In order to have a viable Fourth Amendment claim, the person asserting his or her rights must
have a legitimate expectation of privacy. Id. at 143 (citing Katz v. United States, 389 U.S. 347,
353 (1967)). The defendant bears the burden of establishing his legitimate expectation of privacy.
Rawlings v. Kentucky, 448 U.S. 98, 104 (1980); United States v. Zermeno, 66 F.3d 1058, 1061
(9th Cir. 1995). To demonstrate a legitimate expectation of privacy, the person must show that he
or she has a subjective expectation of privacy in the area searched that society is prepared to
recognize as objectively reasonable. Smith v. Maryland, 442 U.S. 735, 740 (1979); United States
v. Ziegler, 474 F.3d 1184, 1189 (9th Cir. 2007).
In this case, Greene did not establish that he, too, had a privacy interest in the black duffle
bag, and thus he cannot challenge the seizure of the tax documents located inside the bag.
However, even if Greene had a privacy interest in the black duffle bag, this Court has already
concluded that the seizure of that bag and the documents inside it were within the scope of the
warrant. (See Docket 703).
Based on the foregoing, this Court respectfully recommends that Defendant Greene’s
Motion to Suppress Seizure of Telephone Call March 26, 2009 and Seizure of Bag of Tax
Documents Motion be DENIED.
DATED this 7th day of September, 2011, at Anchorage, Alaska.
/s/ Deborah M. Smith
DEBORAH M. SMITH
United States Magistrate Judge
Pursuant to D.Ak.L.M.R. 6(a), a party seeking to object to this proposed finding and
recommendation shall file written objections with the Clerk of Court no later than CLOSE OF
BUSINESS, September 16, 2011. Failure to object to a magistrate judge’s findings of fact may
be treated as a procedural default and waiver of the right to contest those findings on appeal.

PROBLEMS TO WORK ON |
1. List every court case cited by name in the recommendation.
2. Quote the recommendation, beginning with the words "In this case, Greene" and ending after "at Anchorage, Alaska.".

SOURCE INFORMATION |
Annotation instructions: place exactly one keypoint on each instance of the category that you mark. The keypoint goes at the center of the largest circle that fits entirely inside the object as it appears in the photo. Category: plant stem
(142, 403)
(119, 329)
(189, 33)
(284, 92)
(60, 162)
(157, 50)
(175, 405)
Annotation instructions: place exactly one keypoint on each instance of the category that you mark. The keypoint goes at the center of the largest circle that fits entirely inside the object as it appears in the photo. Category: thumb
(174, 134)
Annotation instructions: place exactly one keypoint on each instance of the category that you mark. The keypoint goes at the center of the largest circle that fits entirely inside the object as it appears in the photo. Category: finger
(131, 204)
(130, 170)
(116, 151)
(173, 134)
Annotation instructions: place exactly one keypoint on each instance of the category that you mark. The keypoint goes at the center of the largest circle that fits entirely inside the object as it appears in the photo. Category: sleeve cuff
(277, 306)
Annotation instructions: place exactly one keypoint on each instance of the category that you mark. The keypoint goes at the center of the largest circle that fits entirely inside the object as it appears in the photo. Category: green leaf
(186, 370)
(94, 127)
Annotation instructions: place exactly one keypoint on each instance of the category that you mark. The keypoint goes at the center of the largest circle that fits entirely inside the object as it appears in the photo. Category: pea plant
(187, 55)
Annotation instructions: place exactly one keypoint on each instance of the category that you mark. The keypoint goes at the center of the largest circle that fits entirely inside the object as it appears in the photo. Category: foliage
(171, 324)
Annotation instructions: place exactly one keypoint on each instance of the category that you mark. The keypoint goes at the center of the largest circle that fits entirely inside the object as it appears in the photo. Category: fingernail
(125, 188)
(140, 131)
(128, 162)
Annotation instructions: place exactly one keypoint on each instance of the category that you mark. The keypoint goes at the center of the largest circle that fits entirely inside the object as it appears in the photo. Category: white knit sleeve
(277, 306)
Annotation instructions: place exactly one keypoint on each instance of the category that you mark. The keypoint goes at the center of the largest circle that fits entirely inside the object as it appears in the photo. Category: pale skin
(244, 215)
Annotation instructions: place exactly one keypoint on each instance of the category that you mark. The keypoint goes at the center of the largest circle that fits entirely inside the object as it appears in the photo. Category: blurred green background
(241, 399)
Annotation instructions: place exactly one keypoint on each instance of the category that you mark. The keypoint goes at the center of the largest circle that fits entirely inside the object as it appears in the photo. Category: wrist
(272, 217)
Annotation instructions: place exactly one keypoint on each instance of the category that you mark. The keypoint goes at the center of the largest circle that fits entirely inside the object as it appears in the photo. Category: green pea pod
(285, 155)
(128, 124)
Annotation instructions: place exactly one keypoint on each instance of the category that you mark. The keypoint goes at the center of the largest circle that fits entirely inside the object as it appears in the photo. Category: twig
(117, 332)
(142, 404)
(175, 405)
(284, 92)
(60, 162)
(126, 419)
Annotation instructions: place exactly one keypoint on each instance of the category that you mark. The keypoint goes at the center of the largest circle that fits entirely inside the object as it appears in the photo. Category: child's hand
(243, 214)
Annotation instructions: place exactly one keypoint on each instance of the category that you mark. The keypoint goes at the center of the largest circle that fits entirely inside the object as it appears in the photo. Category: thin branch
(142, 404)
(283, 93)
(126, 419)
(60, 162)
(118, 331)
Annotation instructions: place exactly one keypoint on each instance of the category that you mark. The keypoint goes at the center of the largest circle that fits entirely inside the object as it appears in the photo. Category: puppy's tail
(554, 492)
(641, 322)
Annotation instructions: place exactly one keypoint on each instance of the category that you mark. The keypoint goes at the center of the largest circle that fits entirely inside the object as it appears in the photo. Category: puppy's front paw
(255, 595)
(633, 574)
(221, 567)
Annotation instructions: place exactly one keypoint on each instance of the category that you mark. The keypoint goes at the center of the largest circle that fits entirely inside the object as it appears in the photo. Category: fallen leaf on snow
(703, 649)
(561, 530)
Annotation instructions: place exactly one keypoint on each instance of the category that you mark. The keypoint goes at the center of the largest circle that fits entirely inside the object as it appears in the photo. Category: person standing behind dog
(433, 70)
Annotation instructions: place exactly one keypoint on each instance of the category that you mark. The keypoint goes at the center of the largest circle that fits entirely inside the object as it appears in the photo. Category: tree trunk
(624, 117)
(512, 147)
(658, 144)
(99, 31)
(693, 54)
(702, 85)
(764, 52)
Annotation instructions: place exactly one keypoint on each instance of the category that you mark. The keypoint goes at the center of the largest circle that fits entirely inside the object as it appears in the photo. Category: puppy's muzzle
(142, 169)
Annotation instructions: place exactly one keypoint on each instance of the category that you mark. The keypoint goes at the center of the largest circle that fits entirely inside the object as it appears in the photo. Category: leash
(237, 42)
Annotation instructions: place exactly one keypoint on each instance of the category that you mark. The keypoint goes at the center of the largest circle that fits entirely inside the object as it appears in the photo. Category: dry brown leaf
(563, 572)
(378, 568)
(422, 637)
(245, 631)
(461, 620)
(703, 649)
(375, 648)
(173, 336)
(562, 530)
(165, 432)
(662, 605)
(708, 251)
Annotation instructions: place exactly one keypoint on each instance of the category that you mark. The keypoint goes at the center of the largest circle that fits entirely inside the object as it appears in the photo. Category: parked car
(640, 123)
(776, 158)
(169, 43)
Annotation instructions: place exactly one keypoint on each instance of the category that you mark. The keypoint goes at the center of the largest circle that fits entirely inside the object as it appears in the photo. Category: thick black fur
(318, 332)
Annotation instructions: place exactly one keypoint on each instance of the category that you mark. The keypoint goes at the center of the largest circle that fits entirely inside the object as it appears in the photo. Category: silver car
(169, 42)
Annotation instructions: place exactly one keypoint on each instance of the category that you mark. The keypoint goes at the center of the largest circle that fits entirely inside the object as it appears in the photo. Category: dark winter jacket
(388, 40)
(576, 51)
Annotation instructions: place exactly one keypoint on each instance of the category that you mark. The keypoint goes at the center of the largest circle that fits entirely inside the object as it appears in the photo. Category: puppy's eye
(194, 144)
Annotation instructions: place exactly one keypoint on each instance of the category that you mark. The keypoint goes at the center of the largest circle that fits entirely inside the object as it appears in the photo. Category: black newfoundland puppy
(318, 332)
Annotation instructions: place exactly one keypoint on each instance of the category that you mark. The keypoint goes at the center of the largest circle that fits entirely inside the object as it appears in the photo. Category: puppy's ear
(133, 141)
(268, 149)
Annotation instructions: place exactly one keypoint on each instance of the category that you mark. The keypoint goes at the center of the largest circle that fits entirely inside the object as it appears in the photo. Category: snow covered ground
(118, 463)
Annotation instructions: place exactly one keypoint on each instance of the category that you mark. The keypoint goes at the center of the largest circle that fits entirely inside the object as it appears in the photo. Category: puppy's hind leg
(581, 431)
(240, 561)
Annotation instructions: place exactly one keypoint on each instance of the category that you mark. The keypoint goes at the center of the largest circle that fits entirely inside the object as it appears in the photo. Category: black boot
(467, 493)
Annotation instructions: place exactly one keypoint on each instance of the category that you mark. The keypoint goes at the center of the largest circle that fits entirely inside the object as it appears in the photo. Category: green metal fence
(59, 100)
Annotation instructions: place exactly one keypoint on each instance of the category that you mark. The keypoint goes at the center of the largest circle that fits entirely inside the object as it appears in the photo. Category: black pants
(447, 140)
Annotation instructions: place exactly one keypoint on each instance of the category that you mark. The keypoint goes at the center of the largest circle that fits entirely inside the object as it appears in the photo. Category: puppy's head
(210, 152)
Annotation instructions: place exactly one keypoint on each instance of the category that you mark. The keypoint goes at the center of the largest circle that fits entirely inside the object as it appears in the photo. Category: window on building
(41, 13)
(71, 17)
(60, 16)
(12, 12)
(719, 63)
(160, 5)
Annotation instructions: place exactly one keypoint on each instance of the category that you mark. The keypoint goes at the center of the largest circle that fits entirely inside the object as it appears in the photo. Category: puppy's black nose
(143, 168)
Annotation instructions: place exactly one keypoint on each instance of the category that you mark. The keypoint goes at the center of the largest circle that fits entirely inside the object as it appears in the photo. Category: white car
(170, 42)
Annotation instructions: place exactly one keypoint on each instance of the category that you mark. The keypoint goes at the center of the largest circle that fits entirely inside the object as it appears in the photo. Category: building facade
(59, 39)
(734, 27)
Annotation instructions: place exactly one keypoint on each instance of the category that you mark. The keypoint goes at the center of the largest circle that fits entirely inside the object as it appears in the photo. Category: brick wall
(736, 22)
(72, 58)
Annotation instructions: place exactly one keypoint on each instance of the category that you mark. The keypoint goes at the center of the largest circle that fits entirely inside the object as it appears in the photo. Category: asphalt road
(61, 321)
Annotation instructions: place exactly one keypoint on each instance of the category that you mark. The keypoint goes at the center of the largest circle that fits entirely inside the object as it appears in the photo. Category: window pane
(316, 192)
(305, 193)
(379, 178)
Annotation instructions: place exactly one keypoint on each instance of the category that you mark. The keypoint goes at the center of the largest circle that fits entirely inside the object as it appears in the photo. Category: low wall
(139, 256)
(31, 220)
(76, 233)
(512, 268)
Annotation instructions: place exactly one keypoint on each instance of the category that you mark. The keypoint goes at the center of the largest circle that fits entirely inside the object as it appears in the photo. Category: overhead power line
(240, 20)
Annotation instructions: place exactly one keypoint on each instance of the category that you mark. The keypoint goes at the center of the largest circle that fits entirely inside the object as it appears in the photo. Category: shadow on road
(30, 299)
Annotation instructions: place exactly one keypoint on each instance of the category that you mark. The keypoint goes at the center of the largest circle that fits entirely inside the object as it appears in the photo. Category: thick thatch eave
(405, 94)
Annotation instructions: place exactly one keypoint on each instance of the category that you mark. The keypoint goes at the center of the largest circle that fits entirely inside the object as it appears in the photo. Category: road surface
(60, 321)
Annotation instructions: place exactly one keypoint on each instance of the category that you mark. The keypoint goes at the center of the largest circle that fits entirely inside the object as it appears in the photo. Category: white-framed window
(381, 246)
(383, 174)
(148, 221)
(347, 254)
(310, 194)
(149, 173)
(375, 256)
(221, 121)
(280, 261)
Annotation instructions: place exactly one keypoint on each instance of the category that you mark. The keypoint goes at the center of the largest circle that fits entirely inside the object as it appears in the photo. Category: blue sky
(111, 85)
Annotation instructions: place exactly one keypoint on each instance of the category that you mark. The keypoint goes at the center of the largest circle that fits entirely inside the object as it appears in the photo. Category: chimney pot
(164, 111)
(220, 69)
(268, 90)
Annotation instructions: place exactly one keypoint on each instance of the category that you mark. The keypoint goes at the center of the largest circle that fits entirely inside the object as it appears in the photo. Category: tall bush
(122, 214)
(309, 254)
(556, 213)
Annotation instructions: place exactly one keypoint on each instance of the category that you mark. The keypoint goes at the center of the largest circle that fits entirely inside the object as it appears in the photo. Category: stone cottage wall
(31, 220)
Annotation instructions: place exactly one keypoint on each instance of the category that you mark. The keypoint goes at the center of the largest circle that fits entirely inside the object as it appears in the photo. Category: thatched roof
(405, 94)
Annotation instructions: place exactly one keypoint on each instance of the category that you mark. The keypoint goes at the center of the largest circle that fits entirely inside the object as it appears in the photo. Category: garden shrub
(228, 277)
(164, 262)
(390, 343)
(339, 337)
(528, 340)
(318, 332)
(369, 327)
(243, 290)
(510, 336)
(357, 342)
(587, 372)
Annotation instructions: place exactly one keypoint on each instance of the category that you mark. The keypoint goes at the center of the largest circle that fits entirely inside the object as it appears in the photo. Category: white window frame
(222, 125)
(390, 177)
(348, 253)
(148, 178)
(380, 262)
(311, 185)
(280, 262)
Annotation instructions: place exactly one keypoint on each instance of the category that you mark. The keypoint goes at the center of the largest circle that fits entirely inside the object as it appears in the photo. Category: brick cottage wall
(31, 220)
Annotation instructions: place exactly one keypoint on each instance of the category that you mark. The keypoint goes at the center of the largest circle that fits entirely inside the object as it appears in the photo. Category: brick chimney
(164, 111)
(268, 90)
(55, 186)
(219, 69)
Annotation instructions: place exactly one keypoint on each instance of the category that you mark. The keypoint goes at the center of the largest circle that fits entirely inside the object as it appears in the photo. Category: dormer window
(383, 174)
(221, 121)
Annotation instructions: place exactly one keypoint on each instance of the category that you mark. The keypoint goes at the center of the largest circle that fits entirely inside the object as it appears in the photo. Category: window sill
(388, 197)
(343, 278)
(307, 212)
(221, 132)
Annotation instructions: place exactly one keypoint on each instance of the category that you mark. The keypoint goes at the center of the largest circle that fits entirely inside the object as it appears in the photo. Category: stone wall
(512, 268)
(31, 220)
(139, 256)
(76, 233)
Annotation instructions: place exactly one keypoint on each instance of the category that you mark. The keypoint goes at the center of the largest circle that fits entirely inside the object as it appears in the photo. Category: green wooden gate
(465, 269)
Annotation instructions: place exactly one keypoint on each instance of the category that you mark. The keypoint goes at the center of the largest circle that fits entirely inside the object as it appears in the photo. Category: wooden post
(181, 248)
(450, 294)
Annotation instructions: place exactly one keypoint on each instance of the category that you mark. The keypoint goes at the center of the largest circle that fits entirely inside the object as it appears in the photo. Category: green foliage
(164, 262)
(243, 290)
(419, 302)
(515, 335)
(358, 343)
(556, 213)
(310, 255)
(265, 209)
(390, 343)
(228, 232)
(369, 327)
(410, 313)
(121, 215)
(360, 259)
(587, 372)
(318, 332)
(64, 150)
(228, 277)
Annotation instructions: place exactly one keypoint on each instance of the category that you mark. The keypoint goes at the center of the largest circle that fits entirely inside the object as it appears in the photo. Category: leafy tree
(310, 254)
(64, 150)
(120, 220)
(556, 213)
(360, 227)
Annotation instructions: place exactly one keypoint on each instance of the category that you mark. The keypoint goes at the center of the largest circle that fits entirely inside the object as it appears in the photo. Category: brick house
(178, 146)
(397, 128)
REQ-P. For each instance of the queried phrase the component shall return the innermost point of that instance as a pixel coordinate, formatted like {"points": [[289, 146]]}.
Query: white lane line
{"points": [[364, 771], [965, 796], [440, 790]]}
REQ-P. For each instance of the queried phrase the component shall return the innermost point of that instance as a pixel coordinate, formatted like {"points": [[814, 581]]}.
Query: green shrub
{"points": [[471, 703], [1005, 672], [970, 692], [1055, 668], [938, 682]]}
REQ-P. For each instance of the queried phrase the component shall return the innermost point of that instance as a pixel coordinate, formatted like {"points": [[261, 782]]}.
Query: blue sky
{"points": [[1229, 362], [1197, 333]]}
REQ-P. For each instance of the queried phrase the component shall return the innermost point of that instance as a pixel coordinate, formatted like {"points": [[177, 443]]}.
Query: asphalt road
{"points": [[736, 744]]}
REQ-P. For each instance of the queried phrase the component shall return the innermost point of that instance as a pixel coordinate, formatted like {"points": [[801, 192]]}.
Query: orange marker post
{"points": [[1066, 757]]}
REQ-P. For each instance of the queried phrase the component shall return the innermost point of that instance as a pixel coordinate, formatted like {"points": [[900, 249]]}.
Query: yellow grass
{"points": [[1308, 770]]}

ANSWERS PER TASK |
1.
Katz v. United States
Rawlings v. Kentucky
United States v. Zermeno
Smith v. Maryland
United States v. Ziegler

2.
In this case, Greene did not establish that he, too, had a privacy interest in the black duffle
bag, and thus he cannot challenge the seizure of the tax documents located inside the bag.
However, even if Greene had a privacy interest in the black duffle bag, this Court has already
concluded that the seizure of that bag and the documents inside it were within the scope of the
warrant. (See Docket 703).
Based on the foregoing, this Court respectfully recommends that Defendant Greene’s
Motion to Suppress Seizure of Telephone Call March 26, 2009 and Seizure of Bag of Tax
Documents Motion be DENIED.
DATED this 7th day of September, 2011, at Anchorage, Alaska.